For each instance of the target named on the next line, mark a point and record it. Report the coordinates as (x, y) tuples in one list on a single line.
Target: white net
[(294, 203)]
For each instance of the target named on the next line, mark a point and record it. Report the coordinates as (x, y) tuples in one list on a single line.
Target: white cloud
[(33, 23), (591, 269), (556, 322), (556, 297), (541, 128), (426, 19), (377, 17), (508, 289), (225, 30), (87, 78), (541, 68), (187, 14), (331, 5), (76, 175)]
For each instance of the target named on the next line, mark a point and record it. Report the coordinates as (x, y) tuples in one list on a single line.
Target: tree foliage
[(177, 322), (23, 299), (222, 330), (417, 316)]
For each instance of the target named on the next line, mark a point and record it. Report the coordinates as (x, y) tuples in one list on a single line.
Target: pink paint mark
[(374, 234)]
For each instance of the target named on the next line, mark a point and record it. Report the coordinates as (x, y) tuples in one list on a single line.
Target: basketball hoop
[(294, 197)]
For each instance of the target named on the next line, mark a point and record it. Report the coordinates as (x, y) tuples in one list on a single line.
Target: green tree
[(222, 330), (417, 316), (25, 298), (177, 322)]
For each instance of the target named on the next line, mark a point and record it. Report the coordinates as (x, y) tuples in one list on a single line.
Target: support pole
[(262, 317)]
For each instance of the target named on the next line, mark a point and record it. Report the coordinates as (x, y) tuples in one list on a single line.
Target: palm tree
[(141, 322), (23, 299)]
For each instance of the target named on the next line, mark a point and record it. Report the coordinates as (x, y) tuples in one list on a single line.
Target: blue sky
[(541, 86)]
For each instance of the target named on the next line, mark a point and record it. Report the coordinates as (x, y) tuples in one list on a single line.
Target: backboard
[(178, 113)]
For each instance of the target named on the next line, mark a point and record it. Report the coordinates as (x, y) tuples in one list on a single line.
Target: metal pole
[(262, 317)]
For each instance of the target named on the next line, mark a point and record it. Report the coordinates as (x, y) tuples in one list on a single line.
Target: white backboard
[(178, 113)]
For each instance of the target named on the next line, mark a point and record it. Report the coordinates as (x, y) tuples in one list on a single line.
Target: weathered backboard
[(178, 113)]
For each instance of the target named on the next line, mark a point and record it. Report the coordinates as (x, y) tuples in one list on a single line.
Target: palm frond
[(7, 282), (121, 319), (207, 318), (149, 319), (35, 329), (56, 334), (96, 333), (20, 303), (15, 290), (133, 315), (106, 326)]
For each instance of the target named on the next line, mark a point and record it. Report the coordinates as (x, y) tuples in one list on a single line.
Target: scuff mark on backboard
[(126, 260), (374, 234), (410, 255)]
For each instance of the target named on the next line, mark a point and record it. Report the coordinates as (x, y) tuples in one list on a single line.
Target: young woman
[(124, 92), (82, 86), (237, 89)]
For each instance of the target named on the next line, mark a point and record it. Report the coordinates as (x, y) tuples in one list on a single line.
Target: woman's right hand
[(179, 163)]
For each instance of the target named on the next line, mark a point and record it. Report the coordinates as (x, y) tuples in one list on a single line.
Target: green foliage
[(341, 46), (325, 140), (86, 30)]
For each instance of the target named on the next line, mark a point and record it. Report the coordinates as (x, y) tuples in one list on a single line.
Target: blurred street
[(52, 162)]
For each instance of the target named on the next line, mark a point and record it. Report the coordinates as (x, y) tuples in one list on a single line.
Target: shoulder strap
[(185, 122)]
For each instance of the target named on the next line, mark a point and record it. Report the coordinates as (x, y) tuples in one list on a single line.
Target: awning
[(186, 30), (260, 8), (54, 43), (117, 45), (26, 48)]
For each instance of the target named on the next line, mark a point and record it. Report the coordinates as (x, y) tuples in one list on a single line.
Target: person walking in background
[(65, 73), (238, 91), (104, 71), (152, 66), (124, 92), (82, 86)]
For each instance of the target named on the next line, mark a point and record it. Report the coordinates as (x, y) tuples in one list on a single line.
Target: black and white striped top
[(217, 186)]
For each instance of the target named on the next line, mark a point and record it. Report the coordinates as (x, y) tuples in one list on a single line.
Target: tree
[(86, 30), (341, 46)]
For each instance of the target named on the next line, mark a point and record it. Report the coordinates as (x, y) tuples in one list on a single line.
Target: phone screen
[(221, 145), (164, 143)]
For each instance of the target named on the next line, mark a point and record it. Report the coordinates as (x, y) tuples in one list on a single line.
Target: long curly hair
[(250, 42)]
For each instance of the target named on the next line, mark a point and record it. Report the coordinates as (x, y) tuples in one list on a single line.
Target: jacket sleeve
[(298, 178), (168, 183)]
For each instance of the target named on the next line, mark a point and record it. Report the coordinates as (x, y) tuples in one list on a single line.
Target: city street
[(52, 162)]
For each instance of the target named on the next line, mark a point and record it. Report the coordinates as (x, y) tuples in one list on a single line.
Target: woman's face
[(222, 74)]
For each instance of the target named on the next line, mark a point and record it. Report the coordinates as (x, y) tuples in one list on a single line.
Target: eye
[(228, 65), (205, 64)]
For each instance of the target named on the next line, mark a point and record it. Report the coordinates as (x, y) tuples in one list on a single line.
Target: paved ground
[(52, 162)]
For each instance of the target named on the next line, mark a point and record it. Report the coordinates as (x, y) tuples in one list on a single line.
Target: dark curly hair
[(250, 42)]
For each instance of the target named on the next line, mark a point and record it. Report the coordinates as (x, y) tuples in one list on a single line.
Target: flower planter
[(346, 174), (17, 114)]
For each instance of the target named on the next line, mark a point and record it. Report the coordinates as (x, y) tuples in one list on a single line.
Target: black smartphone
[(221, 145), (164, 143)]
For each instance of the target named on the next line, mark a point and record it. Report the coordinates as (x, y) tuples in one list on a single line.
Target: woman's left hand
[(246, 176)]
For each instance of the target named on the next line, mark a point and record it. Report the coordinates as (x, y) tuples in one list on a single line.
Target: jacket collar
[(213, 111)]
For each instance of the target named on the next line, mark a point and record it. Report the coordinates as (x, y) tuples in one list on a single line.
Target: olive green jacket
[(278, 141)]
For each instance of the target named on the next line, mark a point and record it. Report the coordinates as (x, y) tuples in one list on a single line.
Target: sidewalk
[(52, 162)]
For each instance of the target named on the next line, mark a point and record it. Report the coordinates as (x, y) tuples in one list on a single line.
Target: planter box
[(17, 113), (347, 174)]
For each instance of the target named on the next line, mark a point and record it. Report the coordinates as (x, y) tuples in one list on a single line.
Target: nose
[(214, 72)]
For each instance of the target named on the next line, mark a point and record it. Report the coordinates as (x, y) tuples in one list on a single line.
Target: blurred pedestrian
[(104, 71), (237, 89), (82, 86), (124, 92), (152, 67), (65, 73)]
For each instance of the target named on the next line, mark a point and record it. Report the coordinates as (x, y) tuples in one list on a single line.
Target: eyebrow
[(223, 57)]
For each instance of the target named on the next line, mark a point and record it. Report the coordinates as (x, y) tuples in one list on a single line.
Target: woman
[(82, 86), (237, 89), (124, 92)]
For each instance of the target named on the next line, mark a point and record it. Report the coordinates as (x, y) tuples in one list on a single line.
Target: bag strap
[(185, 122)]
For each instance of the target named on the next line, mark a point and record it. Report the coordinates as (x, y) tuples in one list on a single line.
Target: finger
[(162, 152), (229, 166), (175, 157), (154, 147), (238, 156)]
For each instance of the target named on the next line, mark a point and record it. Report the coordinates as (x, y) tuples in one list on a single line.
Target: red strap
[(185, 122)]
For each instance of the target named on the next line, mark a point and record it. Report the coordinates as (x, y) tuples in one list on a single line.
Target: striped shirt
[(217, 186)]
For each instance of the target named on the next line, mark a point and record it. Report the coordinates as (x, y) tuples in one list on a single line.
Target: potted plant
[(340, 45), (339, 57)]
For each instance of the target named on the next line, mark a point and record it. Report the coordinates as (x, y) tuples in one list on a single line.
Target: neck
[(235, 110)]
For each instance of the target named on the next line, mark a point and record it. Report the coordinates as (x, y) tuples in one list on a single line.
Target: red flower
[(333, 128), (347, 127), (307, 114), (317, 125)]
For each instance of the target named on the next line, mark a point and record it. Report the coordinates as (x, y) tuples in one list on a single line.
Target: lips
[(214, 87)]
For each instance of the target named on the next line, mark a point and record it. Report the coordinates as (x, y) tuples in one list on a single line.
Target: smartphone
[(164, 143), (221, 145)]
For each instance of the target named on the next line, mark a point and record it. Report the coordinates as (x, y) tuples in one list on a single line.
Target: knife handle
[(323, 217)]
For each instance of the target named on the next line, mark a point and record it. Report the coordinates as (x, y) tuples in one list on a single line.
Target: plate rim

----

GOAL OF THE EXERCISE
The response should be the lines from the one containing "Target: lips" through the last line of the data, set down exactly and with no other line.

WRITTEN RESPONSE
Target: lips
[(214, 87)]
For each instance of the target named on the next line, mark a point and record it. Report the coordinates as (x, y) tuples in one list on a single line.
Target: smartphone
[(164, 143), (221, 145)]
For each instance of the target named on the next line, mark a point and record it. Report the coordinates as (x, y) tuples in one list on a single line.
Target: knife handle
[(323, 217)]
For each instance of the target named on the next line, mark a point and record it. Report the coordinates as (x, y) tuples in one list on a single line.
Target: plate rim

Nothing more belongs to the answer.